List of tasks
1. In the passage on UO housing, retype the text between "[UO sponsored housing]" and "to the RAs.", inclusive.
2. According to the passage on UO housing, which two buildings have no elevators?
3. Proceed with the passage on UO housing, picking up right after its last sentence.

Eugene Housing's Perpetual Cycle of Horror
The Student Insurgent #housing
A Condensed List of UO Housing Atrocities
[on campus housing]
- Hamilton and Earl have no elevators
- Communal bathrooms and accessibility; bathtubs only in Riley
- Overcrowding of the dorms; already cramped doubles turning into triples
- Some temporary rooms (for those who need to leave dangerous roommate situations) turned into quads, defeating the purpose
- Kalapuya and GSH literally sinking
- 12 credit requirement to live in dorms: no exceptions
- The fact that Hamilton is still somehow open
- Most expensive buildings are the buildings named after POC (pointed out by UO Black Male Alliance President - Desi Acuay - in Emerald Article “How new dorms are named”)
[UO sponsored housing]
- Heinously expensive for cheap and often unavailable amenities
- Management tends to be ass
- Pest infestations and untreated black mold problems
- Simply not adequately cleaned between tenants, despite charging cleaning fees
Problems in Student Housing Hierarchy and the Overreliance on Cops
Student Housing management systematically over-relies on RAs, while at the same time not providing adequate resources, training, nor protections for them as workers. This leads to a very poor shuffling of responsibilities - responsibilities that should be taken on by the university - to the RAs.

Dataset excerpts
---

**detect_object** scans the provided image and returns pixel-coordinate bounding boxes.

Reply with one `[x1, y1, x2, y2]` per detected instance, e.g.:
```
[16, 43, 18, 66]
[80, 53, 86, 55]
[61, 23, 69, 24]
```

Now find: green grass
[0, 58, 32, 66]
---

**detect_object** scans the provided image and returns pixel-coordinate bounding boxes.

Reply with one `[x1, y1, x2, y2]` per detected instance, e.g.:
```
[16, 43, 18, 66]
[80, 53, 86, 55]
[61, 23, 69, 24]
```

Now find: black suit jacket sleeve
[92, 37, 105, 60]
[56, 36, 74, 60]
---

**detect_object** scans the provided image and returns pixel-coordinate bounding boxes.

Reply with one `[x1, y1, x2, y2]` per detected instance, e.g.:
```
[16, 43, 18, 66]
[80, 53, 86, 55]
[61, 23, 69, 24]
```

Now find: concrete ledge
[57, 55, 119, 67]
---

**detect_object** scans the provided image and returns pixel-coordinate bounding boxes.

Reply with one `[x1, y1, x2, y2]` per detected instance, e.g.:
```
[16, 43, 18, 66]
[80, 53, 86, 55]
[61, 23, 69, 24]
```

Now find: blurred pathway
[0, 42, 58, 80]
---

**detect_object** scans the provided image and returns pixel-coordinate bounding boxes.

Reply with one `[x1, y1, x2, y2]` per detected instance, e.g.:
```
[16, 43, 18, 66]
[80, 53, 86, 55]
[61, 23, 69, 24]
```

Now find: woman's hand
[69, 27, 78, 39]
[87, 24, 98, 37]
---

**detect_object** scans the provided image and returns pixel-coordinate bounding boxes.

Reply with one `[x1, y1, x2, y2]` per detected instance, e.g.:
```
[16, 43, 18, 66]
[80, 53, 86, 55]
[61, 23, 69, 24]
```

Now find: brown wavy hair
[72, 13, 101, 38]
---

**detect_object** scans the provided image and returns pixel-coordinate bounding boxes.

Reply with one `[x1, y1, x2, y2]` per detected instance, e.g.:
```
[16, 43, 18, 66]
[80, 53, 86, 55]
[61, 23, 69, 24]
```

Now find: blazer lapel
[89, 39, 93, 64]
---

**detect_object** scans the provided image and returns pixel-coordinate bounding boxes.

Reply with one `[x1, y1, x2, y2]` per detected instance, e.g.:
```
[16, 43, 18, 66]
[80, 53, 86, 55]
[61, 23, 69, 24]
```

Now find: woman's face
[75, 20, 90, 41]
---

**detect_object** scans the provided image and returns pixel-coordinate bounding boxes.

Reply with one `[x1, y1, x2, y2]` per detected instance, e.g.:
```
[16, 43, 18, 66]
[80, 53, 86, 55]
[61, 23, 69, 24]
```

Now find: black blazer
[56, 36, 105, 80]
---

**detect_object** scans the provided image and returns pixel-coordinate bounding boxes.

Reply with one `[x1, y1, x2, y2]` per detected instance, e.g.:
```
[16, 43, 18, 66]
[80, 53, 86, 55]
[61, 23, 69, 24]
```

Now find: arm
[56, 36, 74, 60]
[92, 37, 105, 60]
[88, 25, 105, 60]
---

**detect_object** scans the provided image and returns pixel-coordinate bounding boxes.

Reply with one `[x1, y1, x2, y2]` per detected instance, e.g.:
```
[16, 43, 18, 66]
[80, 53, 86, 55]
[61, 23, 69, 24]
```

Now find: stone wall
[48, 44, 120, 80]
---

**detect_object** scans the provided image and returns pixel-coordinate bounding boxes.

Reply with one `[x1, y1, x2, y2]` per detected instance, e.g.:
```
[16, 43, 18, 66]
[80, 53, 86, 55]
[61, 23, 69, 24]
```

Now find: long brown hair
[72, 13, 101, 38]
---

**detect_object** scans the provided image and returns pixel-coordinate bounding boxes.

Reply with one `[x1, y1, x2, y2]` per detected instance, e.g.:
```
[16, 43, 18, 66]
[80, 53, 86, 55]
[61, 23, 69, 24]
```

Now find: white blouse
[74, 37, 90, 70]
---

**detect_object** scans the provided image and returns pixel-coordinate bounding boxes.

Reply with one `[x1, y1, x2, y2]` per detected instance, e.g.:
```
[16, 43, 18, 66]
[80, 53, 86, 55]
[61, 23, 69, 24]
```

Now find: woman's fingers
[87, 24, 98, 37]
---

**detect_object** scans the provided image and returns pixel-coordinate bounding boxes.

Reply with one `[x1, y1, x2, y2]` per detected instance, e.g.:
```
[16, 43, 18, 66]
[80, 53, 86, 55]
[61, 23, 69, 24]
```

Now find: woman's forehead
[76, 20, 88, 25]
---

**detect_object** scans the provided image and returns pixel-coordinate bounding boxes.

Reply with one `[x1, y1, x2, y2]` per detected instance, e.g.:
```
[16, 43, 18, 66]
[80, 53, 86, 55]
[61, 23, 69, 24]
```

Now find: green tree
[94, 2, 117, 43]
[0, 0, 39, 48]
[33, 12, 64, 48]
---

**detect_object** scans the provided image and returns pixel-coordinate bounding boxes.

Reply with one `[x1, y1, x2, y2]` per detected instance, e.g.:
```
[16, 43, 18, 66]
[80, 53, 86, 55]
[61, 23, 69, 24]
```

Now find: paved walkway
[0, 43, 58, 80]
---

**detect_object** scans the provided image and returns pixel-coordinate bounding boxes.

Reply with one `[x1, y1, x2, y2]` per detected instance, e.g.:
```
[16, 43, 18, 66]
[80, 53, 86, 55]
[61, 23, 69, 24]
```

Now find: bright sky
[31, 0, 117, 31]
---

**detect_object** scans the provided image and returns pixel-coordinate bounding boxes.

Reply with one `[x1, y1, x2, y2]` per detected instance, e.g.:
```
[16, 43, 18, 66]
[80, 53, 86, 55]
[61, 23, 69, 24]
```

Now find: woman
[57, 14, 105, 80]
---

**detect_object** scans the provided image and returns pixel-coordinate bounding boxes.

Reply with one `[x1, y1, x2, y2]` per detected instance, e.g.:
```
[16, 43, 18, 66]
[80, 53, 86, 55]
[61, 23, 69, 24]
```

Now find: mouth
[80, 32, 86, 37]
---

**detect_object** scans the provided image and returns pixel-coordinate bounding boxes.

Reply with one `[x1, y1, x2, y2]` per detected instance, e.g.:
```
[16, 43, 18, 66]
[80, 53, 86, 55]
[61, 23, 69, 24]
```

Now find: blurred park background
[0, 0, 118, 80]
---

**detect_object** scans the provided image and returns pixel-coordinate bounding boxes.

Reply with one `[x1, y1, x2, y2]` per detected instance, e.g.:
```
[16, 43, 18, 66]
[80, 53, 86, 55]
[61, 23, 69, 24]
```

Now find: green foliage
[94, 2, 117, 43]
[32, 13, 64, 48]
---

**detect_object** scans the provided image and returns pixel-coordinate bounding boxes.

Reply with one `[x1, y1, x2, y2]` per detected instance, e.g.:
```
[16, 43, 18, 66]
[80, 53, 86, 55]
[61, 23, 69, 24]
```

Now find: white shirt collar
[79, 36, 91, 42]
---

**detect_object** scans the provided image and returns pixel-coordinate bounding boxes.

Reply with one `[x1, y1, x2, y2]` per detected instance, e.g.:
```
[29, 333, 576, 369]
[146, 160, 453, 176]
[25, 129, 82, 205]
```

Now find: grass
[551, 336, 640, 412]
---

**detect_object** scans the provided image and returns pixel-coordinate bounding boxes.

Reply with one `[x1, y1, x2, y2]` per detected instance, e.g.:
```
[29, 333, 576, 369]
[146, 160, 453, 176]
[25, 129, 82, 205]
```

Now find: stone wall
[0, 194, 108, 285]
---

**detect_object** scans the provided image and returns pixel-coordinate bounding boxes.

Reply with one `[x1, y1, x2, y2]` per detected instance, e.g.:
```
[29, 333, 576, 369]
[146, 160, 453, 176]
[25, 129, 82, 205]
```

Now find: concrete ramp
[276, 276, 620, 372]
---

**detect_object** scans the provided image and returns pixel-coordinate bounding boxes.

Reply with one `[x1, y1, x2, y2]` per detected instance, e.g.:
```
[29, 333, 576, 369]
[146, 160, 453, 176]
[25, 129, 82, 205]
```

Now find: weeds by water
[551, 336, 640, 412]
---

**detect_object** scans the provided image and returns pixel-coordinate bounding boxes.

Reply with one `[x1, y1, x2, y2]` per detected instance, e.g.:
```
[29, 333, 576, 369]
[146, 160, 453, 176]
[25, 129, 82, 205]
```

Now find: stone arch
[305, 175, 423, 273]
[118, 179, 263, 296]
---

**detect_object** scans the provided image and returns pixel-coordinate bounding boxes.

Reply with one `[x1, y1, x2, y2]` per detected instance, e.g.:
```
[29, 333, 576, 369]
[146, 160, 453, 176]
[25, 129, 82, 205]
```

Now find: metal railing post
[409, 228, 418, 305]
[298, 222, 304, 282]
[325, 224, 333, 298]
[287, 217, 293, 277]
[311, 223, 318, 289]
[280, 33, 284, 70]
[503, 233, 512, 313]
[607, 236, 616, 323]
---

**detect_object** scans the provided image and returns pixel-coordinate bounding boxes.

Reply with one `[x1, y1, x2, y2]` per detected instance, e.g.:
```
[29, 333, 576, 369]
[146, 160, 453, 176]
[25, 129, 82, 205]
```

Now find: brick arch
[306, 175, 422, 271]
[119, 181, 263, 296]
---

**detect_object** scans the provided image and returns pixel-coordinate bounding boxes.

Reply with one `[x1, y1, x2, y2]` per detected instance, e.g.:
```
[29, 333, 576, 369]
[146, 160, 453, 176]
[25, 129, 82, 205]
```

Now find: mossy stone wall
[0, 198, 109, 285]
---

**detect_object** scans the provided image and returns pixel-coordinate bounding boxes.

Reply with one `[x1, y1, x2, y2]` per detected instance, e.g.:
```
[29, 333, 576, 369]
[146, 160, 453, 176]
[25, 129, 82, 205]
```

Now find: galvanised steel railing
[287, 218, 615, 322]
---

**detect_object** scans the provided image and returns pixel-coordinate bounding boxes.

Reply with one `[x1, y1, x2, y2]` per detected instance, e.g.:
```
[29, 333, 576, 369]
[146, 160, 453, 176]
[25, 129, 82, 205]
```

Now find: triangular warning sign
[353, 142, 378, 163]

Task answers
1.
[UO sponsored housing]
- Heinously expensive for cheap and often unavailable amenities
- Management tends to be ass
- Pest infestations and untreated black mold problems
- Simply not adequately cleaned between tenants, despite charging cleaning fees
Problems in Student Housing Hierarchy and the Overreliance on Cops
Student Housing management systematically over-relies on RAs, while at the same time not providing adequate resources, training, nor protections for them as workers. This leads to a very poor shuffling of responsibilities - responsibilities that should be taken on by the university - to the RAs.

2. Hamilton and Earl

3.
A large example is interpersonal discrimination/harassment in the dorms. Firstly, these conflicts should be dealt with swiftly by the university, as they promise a safe space for all people; and harassment of any kind should not be tolerated. However, the university is, as we are all well aware, a heavily flawed institution, so this responsibility falls to the RAs, which leads to a second fundamental problem: RAs are not given the resources nor the training to adequately address these situations, leading to dangerous experiences for students and a large overinvolvement of cops in what should be a safe living space (especially in Barnhart).
According to an experienced RA, who we will call Z, de-escalation makes up the majority of an RAs job, and this plays a very important role in preventing potential violence and harm. Yet in the most recent RA training, the de-escalation training segment was shockingly brief, of only about 10 minutes. Rather, UO pushes RAs to become cozy with cops, even hosting meet and greets with UOPD. This is a crystal clear failure of the university to prioritize the safety of its students; cops are shit at de-escalation.
And if RAs instead turn to UO housing for resources, they are met with, as Z puts it, an incredibly “opaque process” that does not enable necessary change. One step above the RAs, the community directors, quit en masse every year, and reeducation for new hires is half-baked, failing both them, and the students. Furthermore, there are not sufficient protections for the RAs themselves, who often experience unaddressed harassment, sexual harassment, and forms of discrimination.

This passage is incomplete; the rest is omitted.